--- Exercise ---
Make an exact copy of each entry, leaving out every picture.

Saved entries

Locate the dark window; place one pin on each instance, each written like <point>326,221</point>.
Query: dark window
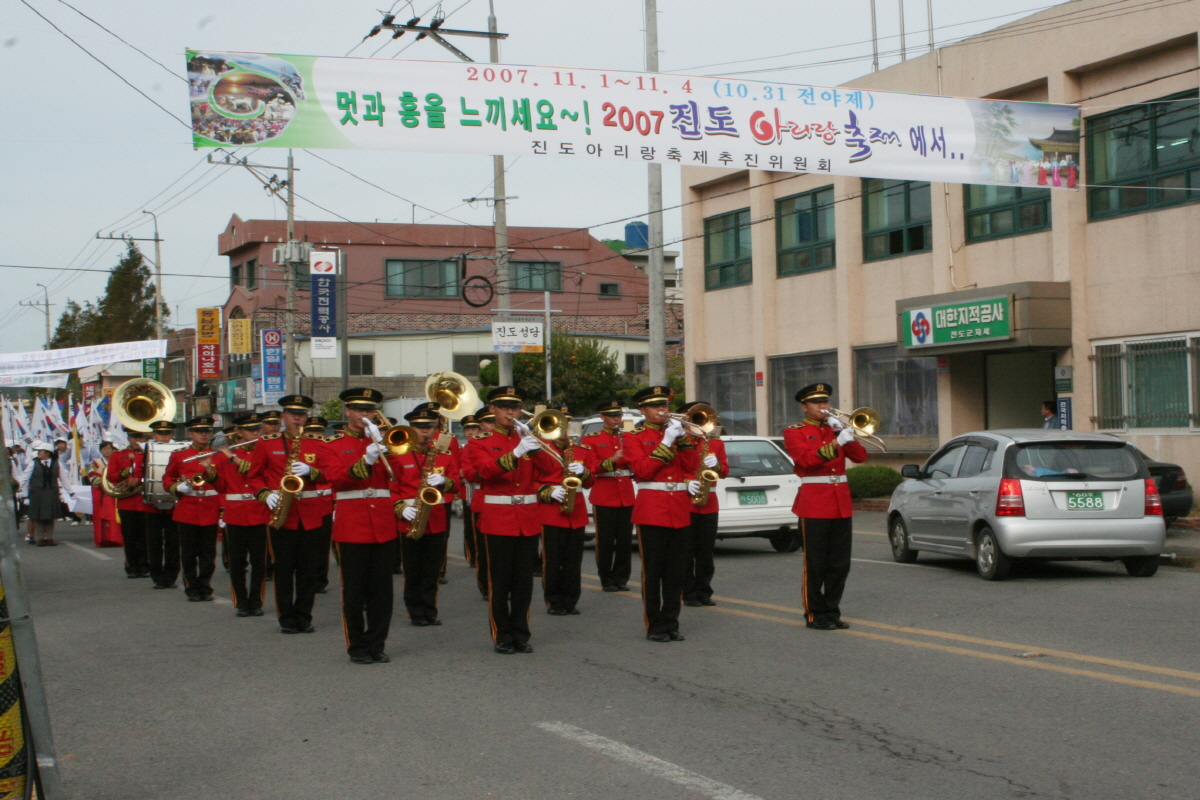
<point>727,250</point>
<point>537,276</point>
<point>421,278</point>
<point>1000,211</point>
<point>1144,157</point>
<point>895,218</point>
<point>804,232</point>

--- Solution below ---
Locate the dark window; place one pin on each instance, each written like <point>326,221</point>.
Query: dark window
<point>727,250</point>
<point>537,276</point>
<point>421,278</point>
<point>1000,211</point>
<point>1144,157</point>
<point>895,218</point>
<point>804,232</point>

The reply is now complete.